### WAS VERLANGT WIRD:
Skaliere bitte im Abschnitt des Materials, der mit der Zeile mit „#detect man's hand“ beginnt und mit der Zeile mit „top-left (286, 127), bottom-right (445, 269)“ endet (beide eingeschlossen), jede Koordinate in den Antworten mit dem Faktor 1,85 und runde auf ganze Zahlen, wobei ,5 aufgerundet wird. Gib nur die Zeilen dieses Abschnitts vollständig wieder, alle übrigen Zeilen darin unverändert.

━━━━━ MATERIAL ZUR ÜBUNG ━━━━━

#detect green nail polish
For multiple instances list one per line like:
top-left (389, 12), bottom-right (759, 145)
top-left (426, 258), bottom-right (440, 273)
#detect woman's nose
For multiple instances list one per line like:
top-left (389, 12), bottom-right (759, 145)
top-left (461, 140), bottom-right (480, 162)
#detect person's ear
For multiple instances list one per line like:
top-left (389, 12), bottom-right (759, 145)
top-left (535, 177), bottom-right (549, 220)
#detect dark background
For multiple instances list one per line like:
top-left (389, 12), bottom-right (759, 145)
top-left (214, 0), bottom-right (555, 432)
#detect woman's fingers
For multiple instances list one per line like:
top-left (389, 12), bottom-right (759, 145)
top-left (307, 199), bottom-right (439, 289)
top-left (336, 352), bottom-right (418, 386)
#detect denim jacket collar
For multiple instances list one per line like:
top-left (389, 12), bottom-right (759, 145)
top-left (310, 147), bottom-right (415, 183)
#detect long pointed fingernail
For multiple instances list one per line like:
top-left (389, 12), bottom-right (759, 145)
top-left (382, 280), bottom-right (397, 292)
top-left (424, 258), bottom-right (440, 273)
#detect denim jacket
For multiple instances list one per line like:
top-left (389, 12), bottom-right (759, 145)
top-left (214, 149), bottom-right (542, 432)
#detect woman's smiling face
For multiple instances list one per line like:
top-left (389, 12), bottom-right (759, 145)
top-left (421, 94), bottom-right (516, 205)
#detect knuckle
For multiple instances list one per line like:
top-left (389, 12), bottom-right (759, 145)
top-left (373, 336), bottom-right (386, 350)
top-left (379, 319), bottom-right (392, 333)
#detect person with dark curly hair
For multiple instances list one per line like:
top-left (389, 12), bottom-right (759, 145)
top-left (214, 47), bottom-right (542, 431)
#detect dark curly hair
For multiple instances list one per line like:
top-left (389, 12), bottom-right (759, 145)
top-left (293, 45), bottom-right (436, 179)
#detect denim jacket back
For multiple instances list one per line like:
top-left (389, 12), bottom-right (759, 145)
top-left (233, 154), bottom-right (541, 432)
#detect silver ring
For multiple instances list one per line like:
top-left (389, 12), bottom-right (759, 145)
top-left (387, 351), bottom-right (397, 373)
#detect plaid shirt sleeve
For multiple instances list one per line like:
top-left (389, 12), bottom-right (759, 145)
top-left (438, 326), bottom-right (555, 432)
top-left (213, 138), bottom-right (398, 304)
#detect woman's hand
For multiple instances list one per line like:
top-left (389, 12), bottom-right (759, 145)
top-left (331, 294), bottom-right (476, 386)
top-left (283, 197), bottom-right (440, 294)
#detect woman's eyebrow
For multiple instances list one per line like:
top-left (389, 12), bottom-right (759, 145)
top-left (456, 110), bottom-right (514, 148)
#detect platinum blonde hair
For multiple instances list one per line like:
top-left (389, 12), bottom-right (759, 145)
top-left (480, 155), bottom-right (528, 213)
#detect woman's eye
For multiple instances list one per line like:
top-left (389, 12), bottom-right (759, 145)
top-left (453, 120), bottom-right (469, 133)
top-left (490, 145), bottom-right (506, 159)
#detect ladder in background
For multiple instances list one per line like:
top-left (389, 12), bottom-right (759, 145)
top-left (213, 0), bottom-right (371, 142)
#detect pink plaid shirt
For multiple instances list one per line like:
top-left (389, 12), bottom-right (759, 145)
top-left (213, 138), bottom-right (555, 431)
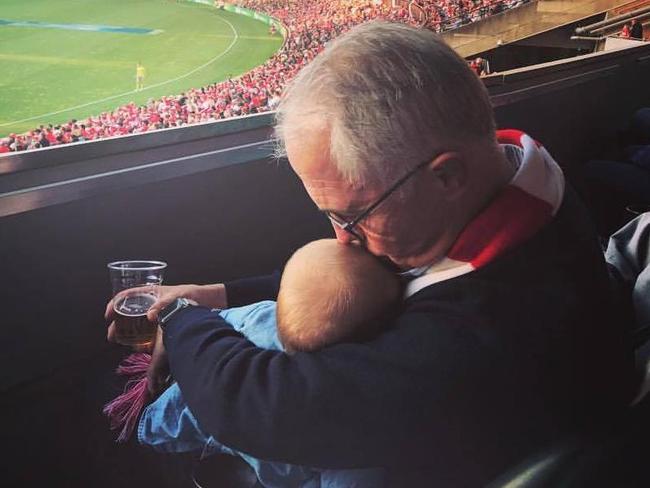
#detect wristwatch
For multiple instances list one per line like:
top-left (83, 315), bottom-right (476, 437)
top-left (158, 298), bottom-right (196, 330)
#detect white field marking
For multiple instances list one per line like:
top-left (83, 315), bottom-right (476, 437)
top-left (0, 12), bottom-right (239, 127)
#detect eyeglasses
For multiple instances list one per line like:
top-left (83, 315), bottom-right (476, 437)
top-left (323, 154), bottom-right (439, 242)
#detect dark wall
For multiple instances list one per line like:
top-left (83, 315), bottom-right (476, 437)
top-left (0, 43), bottom-right (650, 488)
top-left (0, 161), bottom-right (331, 488)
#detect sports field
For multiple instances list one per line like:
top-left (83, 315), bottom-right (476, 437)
top-left (0, 0), bottom-right (282, 136)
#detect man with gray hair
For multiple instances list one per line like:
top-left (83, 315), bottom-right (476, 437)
top-left (109, 22), bottom-right (632, 487)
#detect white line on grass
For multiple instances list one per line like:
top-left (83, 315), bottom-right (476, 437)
top-left (0, 13), bottom-right (239, 127)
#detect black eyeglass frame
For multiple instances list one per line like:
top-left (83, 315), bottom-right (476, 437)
top-left (323, 153), bottom-right (441, 242)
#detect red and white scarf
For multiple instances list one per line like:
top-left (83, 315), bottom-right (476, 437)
top-left (405, 130), bottom-right (564, 297)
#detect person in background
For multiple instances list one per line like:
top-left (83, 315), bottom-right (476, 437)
top-left (107, 22), bottom-right (634, 487)
top-left (135, 61), bottom-right (147, 91)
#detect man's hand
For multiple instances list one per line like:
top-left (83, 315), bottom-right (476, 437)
top-left (104, 283), bottom-right (227, 397)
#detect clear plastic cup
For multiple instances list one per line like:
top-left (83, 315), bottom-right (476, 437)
top-left (108, 260), bottom-right (167, 349)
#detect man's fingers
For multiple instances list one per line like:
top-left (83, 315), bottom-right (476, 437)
top-left (104, 300), bottom-right (115, 320)
top-left (147, 296), bottom-right (171, 322)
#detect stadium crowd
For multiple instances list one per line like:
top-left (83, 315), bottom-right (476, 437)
top-left (0, 0), bottom-right (529, 153)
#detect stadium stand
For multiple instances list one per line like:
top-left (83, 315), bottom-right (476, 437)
top-left (0, 0), bottom-right (530, 154)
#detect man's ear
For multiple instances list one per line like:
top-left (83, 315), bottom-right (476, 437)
top-left (429, 151), bottom-right (468, 199)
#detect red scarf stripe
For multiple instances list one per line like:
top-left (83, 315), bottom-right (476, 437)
top-left (447, 185), bottom-right (553, 268)
top-left (497, 129), bottom-right (542, 147)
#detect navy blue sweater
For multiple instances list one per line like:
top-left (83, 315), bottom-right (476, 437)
top-left (165, 193), bottom-right (632, 486)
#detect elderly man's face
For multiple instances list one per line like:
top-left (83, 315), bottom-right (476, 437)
top-left (286, 127), bottom-right (445, 269)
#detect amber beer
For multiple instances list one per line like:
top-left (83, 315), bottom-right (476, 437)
top-left (108, 260), bottom-right (167, 350)
top-left (113, 292), bottom-right (157, 348)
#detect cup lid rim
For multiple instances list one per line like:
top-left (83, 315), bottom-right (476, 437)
top-left (106, 259), bottom-right (167, 271)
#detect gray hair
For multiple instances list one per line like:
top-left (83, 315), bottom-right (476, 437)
top-left (276, 22), bottom-right (495, 185)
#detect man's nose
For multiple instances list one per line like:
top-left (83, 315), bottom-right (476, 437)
top-left (332, 224), bottom-right (358, 244)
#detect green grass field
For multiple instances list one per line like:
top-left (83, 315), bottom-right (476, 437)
top-left (0, 0), bottom-right (282, 136)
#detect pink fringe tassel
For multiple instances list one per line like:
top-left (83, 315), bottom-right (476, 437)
top-left (103, 352), bottom-right (151, 442)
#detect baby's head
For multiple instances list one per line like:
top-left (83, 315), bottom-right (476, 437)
top-left (277, 239), bottom-right (401, 352)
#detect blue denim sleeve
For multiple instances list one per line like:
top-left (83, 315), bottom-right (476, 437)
top-left (219, 300), bottom-right (283, 351)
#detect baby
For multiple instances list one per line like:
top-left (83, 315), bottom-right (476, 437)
top-left (138, 239), bottom-right (401, 488)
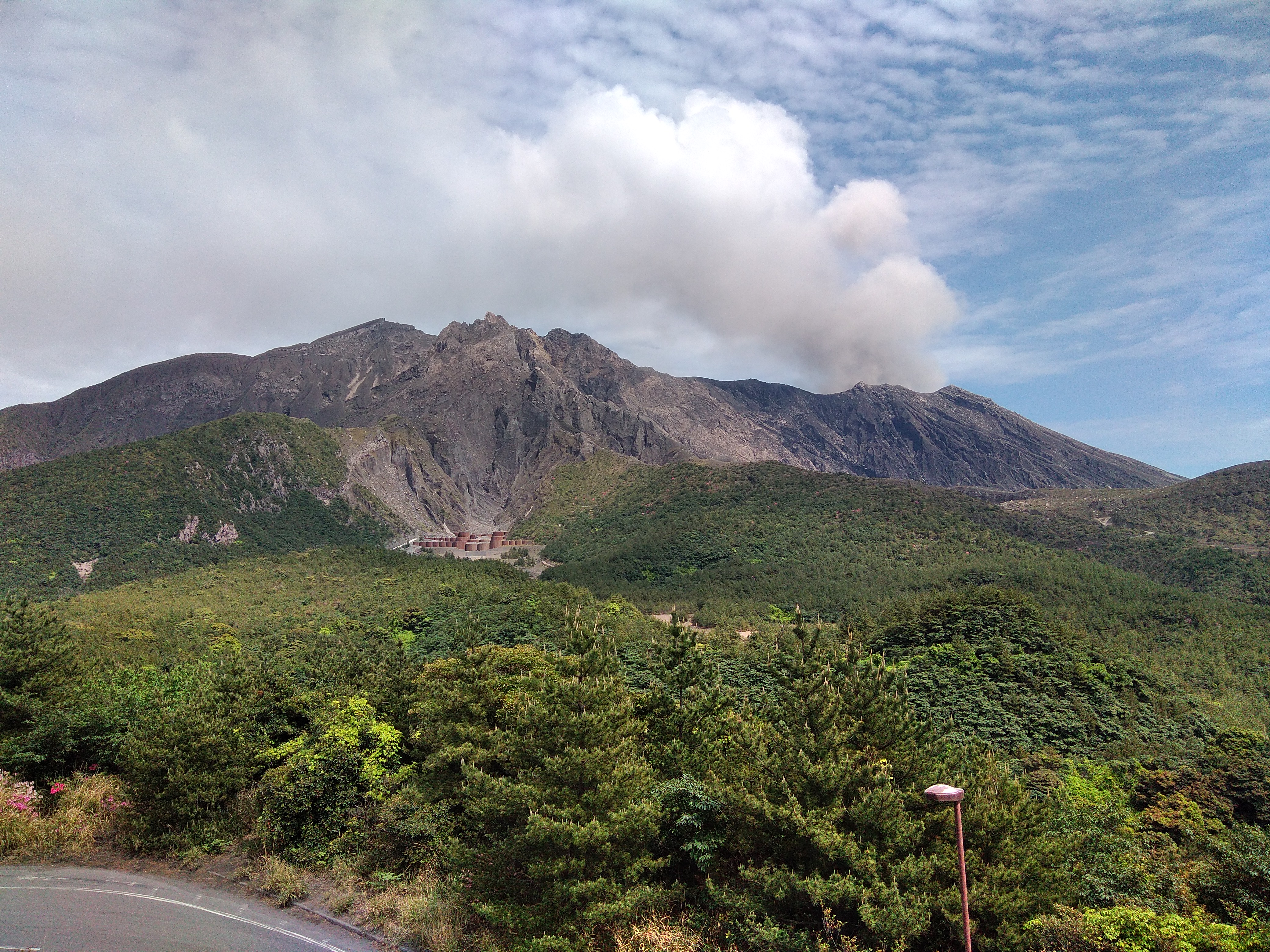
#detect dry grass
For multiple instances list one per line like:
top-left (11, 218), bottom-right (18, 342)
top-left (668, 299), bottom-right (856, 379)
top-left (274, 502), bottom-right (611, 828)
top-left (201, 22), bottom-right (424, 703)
top-left (357, 872), bottom-right (462, 952)
top-left (253, 856), bottom-right (309, 907)
top-left (613, 915), bottom-right (702, 952)
top-left (0, 772), bottom-right (128, 859)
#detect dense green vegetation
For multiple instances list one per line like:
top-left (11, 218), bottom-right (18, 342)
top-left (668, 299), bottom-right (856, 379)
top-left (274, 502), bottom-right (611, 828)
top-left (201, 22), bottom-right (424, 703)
top-left (7, 447), bottom-right (1270, 952)
top-left (0, 548), bottom-right (1270, 950)
top-left (1094, 462), bottom-right (1270, 550)
top-left (0, 414), bottom-right (389, 595)
top-left (516, 457), bottom-right (1270, 745)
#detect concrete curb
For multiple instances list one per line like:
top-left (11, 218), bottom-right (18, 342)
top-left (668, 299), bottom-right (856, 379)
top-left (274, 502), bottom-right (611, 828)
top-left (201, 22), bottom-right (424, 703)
top-left (207, 870), bottom-right (418, 952)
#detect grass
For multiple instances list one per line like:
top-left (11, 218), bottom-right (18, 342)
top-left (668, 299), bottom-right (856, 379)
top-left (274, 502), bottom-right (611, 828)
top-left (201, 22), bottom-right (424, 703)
top-left (253, 856), bottom-right (309, 909)
top-left (0, 772), bottom-right (127, 859)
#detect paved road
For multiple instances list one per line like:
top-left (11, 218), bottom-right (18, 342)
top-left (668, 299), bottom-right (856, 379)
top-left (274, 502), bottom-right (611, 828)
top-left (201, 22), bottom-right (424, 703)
top-left (0, 866), bottom-right (376, 952)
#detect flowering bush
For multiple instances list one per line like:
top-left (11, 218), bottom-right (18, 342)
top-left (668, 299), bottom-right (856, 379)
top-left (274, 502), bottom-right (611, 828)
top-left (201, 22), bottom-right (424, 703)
top-left (0, 770), bottom-right (128, 858)
top-left (0, 770), bottom-right (41, 812)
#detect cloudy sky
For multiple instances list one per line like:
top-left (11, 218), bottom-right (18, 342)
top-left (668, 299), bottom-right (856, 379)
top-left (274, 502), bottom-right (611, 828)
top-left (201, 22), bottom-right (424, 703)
top-left (0, 0), bottom-right (1270, 475)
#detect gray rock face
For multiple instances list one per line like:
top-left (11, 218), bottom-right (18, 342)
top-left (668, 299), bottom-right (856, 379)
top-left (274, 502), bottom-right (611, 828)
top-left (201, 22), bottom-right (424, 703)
top-left (0, 314), bottom-right (1177, 528)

━━━━━

### VOLLSTÄNDIGE LÖSUNG:
#detect man's hand
For multiple instances list one per line like:
top-left (83, 315), bottom-right (476, 437)
top-left (192, 524), bottom-right (420, 734)
#detect clear plastic cup
For multiple instances list one per line like:
top-left (83, 315), bottom-right (476, 437)
top-left (200, 481), bottom-right (309, 646)
#detect man's fingers
For multiple instances list one per line like:
top-left (83, 315), bottom-right (476, 437)
top-left (192, 555), bottom-right (213, 592)
top-left (272, 548), bottom-right (316, 596)
#detect stadium crowd
For multiple instances list one per line like:
top-left (83, 315), bottom-right (476, 437)
top-left (0, 0), bottom-right (979, 283)
#detect stadium stand
For multiple instances list one per line like:
top-left (83, 315), bottom-right (476, 437)
top-left (0, 0), bottom-right (981, 285)
#detect man's ear
For multiple instances list one per line like:
top-left (83, 315), bottom-right (476, 437)
top-left (794, 279), bottom-right (866, 368)
#detect red scarf stripe
For multiple instances list one per line like:
top-left (83, 315), bottom-right (476, 437)
top-left (827, 342), bottom-right (1023, 496)
top-left (919, 239), bottom-right (1003, 272)
#detect navy blue sweater
For multiple instances list one per line like:
top-left (83, 315), bottom-right (476, 437)
top-left (305, 357), bottom-right (1169, 899)
#detect elderly man's face
For multiple instances list one per line like:
top-left (83, 315), bottom-right (476, 437)
top-left (529, 235), bottom-right (823, 498)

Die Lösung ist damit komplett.